── Exercise inputs

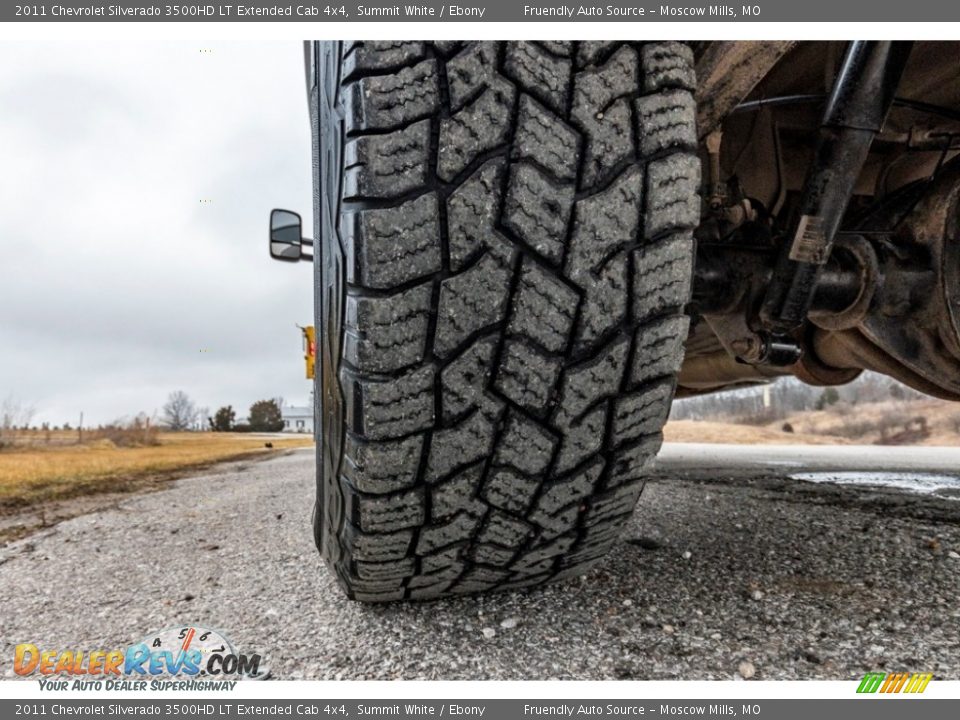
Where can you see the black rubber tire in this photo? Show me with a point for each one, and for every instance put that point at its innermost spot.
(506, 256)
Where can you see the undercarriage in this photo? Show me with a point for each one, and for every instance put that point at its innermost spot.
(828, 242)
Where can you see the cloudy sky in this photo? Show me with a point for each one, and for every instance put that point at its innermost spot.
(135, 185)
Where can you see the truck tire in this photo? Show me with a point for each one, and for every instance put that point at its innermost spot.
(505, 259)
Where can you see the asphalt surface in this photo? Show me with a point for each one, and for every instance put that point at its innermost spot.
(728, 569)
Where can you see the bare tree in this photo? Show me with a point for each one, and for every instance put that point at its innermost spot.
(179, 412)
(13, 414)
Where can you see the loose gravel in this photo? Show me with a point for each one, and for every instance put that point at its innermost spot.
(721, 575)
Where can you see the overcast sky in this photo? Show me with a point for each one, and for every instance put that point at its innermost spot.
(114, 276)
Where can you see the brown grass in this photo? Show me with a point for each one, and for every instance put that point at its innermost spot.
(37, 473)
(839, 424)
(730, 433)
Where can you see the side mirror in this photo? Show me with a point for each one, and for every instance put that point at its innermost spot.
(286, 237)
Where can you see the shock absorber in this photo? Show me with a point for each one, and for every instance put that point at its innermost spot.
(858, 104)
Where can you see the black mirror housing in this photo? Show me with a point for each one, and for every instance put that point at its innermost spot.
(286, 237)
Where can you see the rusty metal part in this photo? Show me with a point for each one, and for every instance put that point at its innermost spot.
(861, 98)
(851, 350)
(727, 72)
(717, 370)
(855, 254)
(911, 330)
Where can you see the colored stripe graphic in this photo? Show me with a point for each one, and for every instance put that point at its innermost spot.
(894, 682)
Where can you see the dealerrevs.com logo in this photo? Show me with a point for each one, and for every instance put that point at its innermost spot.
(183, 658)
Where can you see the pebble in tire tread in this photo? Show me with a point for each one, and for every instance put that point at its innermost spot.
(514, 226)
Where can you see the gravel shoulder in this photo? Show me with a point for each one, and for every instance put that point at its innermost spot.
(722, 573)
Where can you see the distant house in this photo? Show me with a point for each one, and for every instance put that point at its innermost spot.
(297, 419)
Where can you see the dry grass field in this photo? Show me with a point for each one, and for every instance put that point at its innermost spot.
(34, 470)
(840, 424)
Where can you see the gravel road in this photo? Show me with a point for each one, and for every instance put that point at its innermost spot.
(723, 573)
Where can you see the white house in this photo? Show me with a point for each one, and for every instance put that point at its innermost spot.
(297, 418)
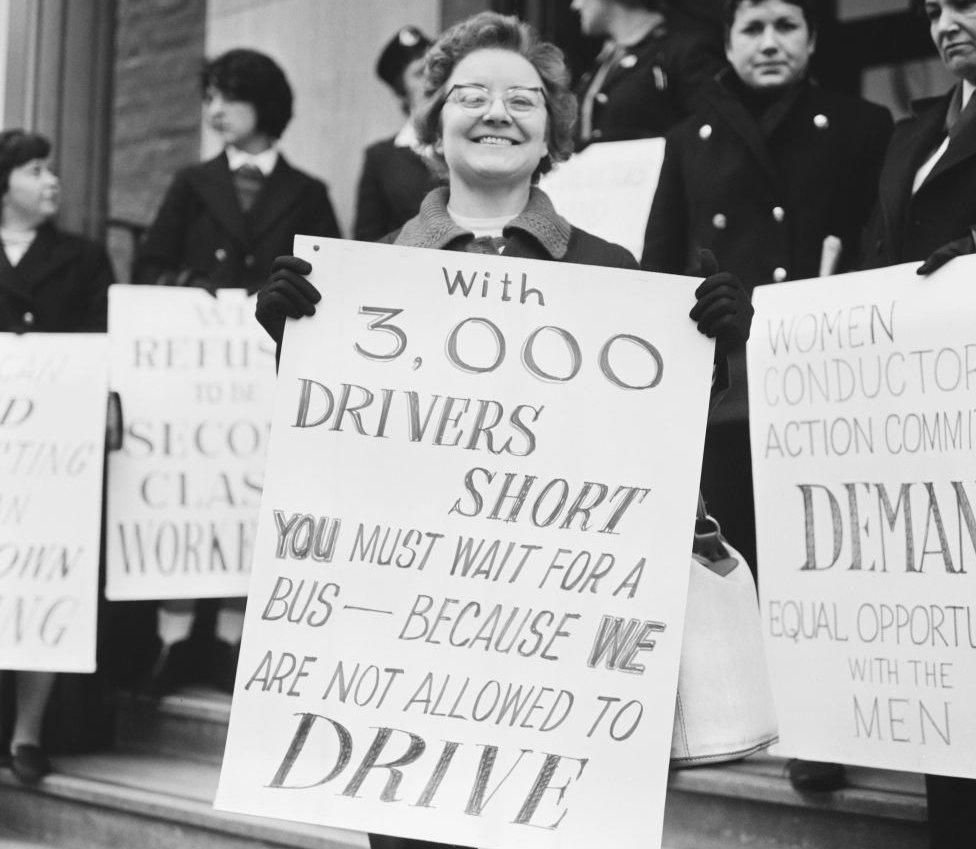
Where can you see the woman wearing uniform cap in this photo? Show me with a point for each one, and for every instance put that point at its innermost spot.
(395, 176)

────

# What to work on:
Rewrite the records starting with the line that contains "Where can you see the white" and going on through the end of the records, replacing "uniform cap" with "peaked cap" and keeping everything else unchanged. Omit the pictures from your answer.

# Expected output:
Where can you see the white house in this photo? Show me with a point for each one, and for every instance put that point at its innermost spot.
(297, 418)
Where can you see the woman wearing peaked cap in this photo? Show me with a point for each one, and for every instance put that point at its innermost spot.
(395, 176)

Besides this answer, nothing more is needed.